● **SOURCE DOCUMENT**

*** Begin section ***

Lancet Neurol. 2003 Sep;2(9):563-6
Polman CH, Uitdehaag BM.
CHP and BMJU are at the Department of Neurology, VU Medical Center, Amsterdam, Netherlands
The use of interferon beta and glatiramer acetate for the treatment of multiple sclerosis (MS) has, to some extent, changed the course of the disease.
The annual relapse rate of patients treated with these drugs is lower than that in placebo-treated patients, and more treated patients remain relapse-free compared with untreated patients.
In addition, these compounds reduce the development of new lesions, as detected by MRI.
The limited effectiveness of approved treatments for MS, as well as reports of adverse events and toxicity, emphasise the need for the development of new therapies with improved efficacy and fewer side-effects.
Clinical observations, increased understanding of the underlying pathophysiology of the disease, and advances in biotechnology have led to several new therapeutic approaches to the treatment of MS that are currently under investigation.

*** End section ***

● **TASKS TO COMPLETE**
[1] Reproduce the multiple sclerosis abstract word for word, starting at "Lancet Neurol. 2003" and ending at "and fewer side-effects.".
[2] Which two drugs does the multiple sclerosis abstract name as having, to some extent, changed the course of the disease?

● **DATASET CONTENT**

*** Begin section ***

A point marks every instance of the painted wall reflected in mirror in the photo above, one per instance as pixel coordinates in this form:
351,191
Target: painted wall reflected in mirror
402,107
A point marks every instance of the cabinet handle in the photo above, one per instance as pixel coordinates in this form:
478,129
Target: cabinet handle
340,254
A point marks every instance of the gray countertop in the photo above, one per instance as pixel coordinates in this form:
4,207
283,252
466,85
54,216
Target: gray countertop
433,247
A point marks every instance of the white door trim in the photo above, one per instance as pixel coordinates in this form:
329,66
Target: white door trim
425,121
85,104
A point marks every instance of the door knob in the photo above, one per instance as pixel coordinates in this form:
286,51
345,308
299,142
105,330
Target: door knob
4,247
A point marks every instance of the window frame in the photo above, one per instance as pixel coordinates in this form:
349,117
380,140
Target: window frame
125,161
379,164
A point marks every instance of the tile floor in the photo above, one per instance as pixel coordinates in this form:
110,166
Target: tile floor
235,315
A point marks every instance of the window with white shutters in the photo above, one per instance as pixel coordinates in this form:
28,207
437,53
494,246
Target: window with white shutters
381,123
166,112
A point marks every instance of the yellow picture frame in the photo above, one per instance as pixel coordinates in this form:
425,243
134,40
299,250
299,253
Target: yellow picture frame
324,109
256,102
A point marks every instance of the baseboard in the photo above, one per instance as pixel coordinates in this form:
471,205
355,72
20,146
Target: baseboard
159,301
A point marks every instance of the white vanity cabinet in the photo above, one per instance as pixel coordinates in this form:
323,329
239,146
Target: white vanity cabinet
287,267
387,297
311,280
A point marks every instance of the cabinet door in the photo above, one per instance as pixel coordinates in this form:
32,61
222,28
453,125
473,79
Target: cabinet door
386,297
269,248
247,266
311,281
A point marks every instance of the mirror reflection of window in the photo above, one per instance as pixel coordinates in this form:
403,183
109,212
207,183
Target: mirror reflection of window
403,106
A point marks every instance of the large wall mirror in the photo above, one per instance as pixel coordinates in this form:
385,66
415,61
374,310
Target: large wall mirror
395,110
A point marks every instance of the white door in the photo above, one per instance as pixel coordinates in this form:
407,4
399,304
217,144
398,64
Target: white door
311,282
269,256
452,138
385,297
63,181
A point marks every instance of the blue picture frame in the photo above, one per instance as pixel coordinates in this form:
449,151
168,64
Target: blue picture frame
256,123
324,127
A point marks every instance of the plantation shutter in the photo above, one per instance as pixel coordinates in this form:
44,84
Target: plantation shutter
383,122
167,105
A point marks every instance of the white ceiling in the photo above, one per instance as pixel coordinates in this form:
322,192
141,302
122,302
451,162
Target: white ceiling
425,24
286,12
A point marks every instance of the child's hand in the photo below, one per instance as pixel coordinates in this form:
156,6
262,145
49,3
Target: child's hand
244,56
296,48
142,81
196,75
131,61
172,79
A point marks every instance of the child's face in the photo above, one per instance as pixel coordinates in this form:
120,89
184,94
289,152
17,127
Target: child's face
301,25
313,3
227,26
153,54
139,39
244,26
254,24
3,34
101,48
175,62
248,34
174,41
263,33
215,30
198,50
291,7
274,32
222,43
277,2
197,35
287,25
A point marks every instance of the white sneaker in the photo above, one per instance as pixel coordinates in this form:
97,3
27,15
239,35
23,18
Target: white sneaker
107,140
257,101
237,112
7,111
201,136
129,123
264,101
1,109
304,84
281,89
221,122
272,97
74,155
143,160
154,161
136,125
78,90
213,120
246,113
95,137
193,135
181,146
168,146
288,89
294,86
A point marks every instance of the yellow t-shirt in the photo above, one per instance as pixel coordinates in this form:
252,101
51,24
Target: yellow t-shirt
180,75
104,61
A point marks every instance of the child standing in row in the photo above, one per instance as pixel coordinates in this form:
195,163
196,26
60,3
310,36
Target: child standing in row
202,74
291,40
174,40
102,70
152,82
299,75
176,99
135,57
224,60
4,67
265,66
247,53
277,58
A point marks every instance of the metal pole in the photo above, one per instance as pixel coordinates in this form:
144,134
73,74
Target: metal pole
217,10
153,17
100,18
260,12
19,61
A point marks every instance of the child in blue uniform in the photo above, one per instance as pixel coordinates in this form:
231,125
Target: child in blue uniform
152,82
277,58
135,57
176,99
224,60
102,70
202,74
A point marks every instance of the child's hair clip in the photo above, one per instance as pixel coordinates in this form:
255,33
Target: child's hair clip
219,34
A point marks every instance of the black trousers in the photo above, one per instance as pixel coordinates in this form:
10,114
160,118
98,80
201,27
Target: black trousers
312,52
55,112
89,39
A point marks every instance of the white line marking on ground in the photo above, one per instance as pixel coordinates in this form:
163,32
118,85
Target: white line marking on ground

*** End section ***

● **ANSWERS FOR EACH ITEM**
[1]
Lancet Neurol. 2003 Sep;2(9):563-6
Polman CH, Uitdehaag BM.
CHP and BMJU are at the Department of Neurology, VU Medical Center, Amsterdam, Netherlands
The use of interferon beta and glatiramer acetate for the treatment of multiple sclerosis (MS) has, to some extent, changed the course of the disease.
The annual relapse rate of patients treated with these drugs is lower than that in placebo-treated patients, and more treated patients remain relapse-free compared with untreated patients.
In addition, these compounds reduce the development of new lesions, as detected by MRI.
The limited effectiveness of approved treatments for MS, as well as reports of adverse events and toxicity, emphasise the need for the development of new therapies with improved efficacy and fewer side-effects.

[2] Interferon beta and glatiramer acetate.